Il tuo compito »
Estrai dal brano sulla conferenza stampa dell'ABSDF il passo che va da "Sampan ExpressMyanmar: le" fino a "loro soggiorno di..." incluso, copiandolo senza alcuna modifica.

Brano di testo »
------------------------

Sampan ExpressMyanmar: le speranze superano le incertezze

Ieri i rappresentanti dell’ABSDF (All Burma Students’ Democratic Front) hanno tenuto una conferenza stampa a Bangkok per raccontare al mondo che paese hanno trovato al termine del loro soggiorno di...

Ieri i rappresentanti dell’ABSDF (All Burma Students’ Democratic Front) hanno tenuto una conferenza stampa a Bangkok per raccontare al mondo che paese hanno trovato al termine del loro soggiorno di un mese e mezzo in patria all’interno della “Peace Delegation for Motherland”. Fa un certo effetto partecipare ad una conferenza stampa di leader di un movimento studentesco e sentir parlare persone di mezza età, ma è proprio la vicenda umana dei tre relatori a rendere chiaramente la drammaticità della recente storia birmana. Al centro è seduto Htun Aung Gyaw, fondatore dell’ABSDF e uno dei leader della rivolta di U Thant del 1974; 38 anni fa. Arrestato nell’anno seguente rimase in carcere fino al 1980 allorché venne liberato in seguito all’amnistia generale. Alla sua destra c’è Ko Ko Lay che era all’ultimo anno di filosofia quando scoppiò la tristemente nota rivolta dell’8.8.88 in seguito alla quale fu costretto insieme a moltissimi altri studenti ad abbandonare il paese. A sinistra siede il più giovane Ko Mu Thar che negli Stati Uniti è diventato imprenditore.

------------------------

Insieme dei record »

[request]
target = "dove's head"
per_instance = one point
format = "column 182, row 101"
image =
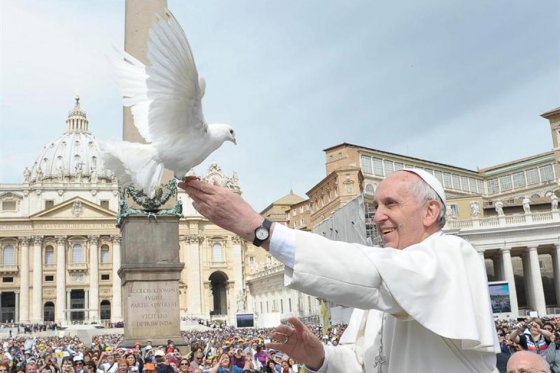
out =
column 225, row 132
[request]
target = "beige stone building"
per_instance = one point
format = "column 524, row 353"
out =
column 60, row 248
column 509, row 212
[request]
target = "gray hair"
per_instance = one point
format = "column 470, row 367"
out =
column 424, row 192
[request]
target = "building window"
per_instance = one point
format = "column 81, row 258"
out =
column 505, row 183
column 532, row 176
column 480, row 186
column 377, row 167
column 9, row 256
column 389, row 167
column 78, row 256
column 217, row 253
column 104, row 254
column 493, row 186
column 547, row 173
column 49, row 256
column 366, row 165
column 464, row 183
column 456, row 182
column 9, row 205
column 447, row 180
column 519, row 180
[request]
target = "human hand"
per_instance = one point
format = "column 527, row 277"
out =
column 222, row 207
column 298, row 342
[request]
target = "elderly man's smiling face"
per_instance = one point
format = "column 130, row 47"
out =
column 403, row 219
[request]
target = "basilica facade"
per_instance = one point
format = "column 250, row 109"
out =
column 60, row 247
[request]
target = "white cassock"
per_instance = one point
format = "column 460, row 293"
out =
column 432, row 297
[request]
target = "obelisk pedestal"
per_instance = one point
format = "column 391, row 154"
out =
column 150, row 272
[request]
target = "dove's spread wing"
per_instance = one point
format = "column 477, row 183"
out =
column 132, row 79
column 175, row 112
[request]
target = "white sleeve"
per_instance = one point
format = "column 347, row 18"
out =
column 339, row 359
column 283, row 244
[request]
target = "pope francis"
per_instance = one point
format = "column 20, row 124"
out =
column 422, row 300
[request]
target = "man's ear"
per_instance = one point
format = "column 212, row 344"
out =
column 432, row 213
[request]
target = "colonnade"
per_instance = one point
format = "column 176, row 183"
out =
column 31, row 299
column 503, row 269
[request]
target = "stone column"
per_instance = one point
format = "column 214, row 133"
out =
column 507, row 269
column 17, row 306
column 150, row 272
column 536, row 280
column 556, row 268
column 498, row 267
column 483, row 261
column 239, row 294
column 116, row 305
column 194, row 283
column 24, row 280
column 37, row 297
column 60, row 317
column 527, row 279
column 68, row 306
column 93, row 279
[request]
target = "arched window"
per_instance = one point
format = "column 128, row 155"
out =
column 48, row 313
column 49, row 255
column 105, row 313
column 104, row 254
column 217, row 253
column 9, row 256
column 78, row 253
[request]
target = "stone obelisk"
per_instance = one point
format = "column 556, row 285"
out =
column 150, row 266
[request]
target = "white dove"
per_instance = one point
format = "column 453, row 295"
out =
column 165, row 100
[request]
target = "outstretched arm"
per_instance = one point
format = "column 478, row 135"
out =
column 224, row 208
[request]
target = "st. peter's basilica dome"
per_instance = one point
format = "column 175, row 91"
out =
column 74, row 157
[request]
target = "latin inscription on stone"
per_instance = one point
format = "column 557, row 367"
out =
column 153, row 304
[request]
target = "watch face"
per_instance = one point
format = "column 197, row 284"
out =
column 261, row 233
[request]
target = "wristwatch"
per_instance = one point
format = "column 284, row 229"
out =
column 262, row 232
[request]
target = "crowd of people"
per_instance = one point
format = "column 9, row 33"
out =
column 218, row 350
column 537, row 335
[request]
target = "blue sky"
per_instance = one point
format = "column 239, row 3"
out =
column 457, row 82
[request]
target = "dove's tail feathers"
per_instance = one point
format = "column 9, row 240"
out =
column 133, row 163
column 131, row 75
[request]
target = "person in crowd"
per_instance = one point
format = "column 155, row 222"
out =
column 261, row 356
column 149, row 368
column 162, row 366
column 237, row 358
column 537, row 340
column 271, row 367
column 198, row 360
column 527, row 362
column 225, row 366
column 122, row 366
column 552, row 354
column 91, row 367
column 184, row 366
column 67, row 365
column 134, row 364
column 445, row 270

------------------------

Soluzione del compito »
Sampan ExpressMyanmar: le speranze superano le incertezze

Ieri i rappresentanti dell’ABSDF (All Burma Students’ Democratic Front) hanno tenuto una conferenza stampa a Bangkok per raccontare al mondo che paese hanno trovato al termine del loro soggiorno di...